TO DO: Extend the text about the Peter Moores Foundation's Swansong Project, picking up after its last sentence.

SELECTED TEXT:
_____

To mark the Finale of the Peter Moores Foundation and 50 years of Philanthropy

1964 - 2014
Peter Moores Foundation concludes 50 years of charitable activities with a Swansong Project taking place during its final year, 2013-2014, involving 8 of the UK opera companies with which the Foundation has been most closely associated.
Sir Peter Moores received the first award in the philanthropy/sponsorship category for '50 years' support of innovation and accessibility' and 'opening doors for people in opera', in the inaugural International Opera Awards held at the London Hilton on Monday, 22 April 2013.

The Opera Awards are new international awards, established by Opera magazine in partnership with Classic FM Radio and other sponsors. There were 21 categories, with entries from 41 countries, from which the shortlists were drawn up by an international jury.

The world premiere category was won by George Benjamin's Written on Skin; the Peter Moores Foundation funded the CD of the production which was recorded at Aix en Provence and then supported the UK premiere at the Royal Opera House, London as part of its Swansong project. Birmingham Opera's staging of Stockhausen's Mittwoch aus Licht, was also shortlisted for the world premiere category.
English National Opera's 2013-2014 Season, announced 1 May 2013, revealed details of the company's new production of Benvenuto Cellini which will be supported as part of the PMF's Swansong Project 2013-2015.

Berlioz' technically challenging and rarely performed opera, based loosely on the life of the Florentine sculptor of the title, will be conducted by ENO's Music Director, Edward Gardner and directed by Terry Gilliam, returning to ENO following his critically acclaimed production of Berlioz' The Damnation of Faust in 2011.

The cast includes Michael Spyres (Benvenuto Cellini), Corrine Winters (Teresa), Pavlo Hunka - a former PMF Scholar (Balcucci), ENO Harewood Artist Nicky Spence (Franceso), Paula Murrihy (Ascanio), Willard White (Pope Clement VII) and Richard Burkhard (Fieramosca).

Co-director and movement director: Leah Hausman, Set Designer: Rae Smith, Costume Designer: Katrina Lindsay, Lighting Designer: Paule Constable, Video Designer: Finn Ross

The production opens at the London Coliseum on 5 June 2014 (8 performances)
Verdi's Otello
Benjamin's Written on Skin
Donizetti's The Siege of Calais
Wagner's The Flying Dutchman

Photos: Amit Lennon Courtesy: Arts & Business
These medals celebrate those who support the arts in its widest forms and recognise the contribution they make to society and throughout the UK cultural landscape.

_____

MATERIAL SHOWN:

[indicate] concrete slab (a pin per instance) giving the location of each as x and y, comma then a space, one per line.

_____

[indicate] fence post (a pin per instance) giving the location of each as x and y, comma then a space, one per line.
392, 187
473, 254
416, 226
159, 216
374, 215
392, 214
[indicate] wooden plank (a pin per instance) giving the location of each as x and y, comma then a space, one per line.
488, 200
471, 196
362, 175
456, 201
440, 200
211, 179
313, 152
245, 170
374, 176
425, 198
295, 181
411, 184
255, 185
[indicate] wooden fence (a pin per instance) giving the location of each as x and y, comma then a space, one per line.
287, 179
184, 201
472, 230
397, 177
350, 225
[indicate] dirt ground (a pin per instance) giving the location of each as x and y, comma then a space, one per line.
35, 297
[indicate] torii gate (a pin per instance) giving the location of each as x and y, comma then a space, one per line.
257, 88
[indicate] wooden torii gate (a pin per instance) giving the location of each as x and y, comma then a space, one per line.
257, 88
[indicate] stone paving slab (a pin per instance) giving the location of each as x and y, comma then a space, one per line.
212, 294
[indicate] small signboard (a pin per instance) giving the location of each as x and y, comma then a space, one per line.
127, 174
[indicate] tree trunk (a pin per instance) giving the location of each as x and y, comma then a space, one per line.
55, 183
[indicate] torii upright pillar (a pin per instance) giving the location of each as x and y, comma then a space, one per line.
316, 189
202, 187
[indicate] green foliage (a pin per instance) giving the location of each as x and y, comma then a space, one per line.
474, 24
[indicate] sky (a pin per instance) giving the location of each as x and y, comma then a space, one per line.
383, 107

_____

IN RESPONSE:
'Philanthropy is rarely more powerful than when it's led by a determined fan. By focusing on the area that he cares about, the difference that Sir Peter Moores has made to opera, and to visual art, has been incalculable. "Most people aren't as nutty as I am," he says. "Most people just want to give you the money and go away. I'm not like that." As a result, one can truly say that some great works only exist - or have been preserved - because he made it happen.'
Alison Taggart, who ran the Peter Moores Foundation with quiet authority for nearly 22 years, retired at Christmas 2012. Joining the PMF as Administrator in 1991, she oversaw the most fruitful years of the PMF's activities, becoming the Foundation's Director, ably supported, in recent years, by her deputy, Lesley Mills. Lesley succeeds Alison as Director of the Foundation until it is finally wound up in 2014.

Alison joined the PMF from Opera Northern Ireland (where she had worked with Patric Schmid, founder of Opera Rara) and brought a wealth of experience in arts administration to her role at the Foundation.
From providing firm guidance to young artists and embryo organisations about grant applications, to negotiating complex contracts with established organisations, Alison provided a fair, guiding hand, to all. During her time with the PMF, she saw the opening of the Transatlantic Slave Trade Gallery in Liverpool (1994), the development of the Opera in English recordings with Chandos Records (from 1995), the expansion of support for young singers' studies, support for ChildLine projects, the opening of Compton Verney art gallery (2004) and many other projects in the arts, educational and social fields. In all these areas, she provided a calm and sensible hub of advice - for which the Foundation, and all the enterprises it has supported - are truly grateful.

We wish her a happy, and active, retirement!
The exhibition comprises forty of the City of Glasgow's greatest Italian paintings - the finest and most comprehensive civic collection in the UK, and mostly unseen outside Glasgow. It includes landscapes, portraits and devotional works from the Renaissance by artists such as Giovanni Bellini, Sandro Botticelli, Titian, Salvator Rosa and Francesco Guardi.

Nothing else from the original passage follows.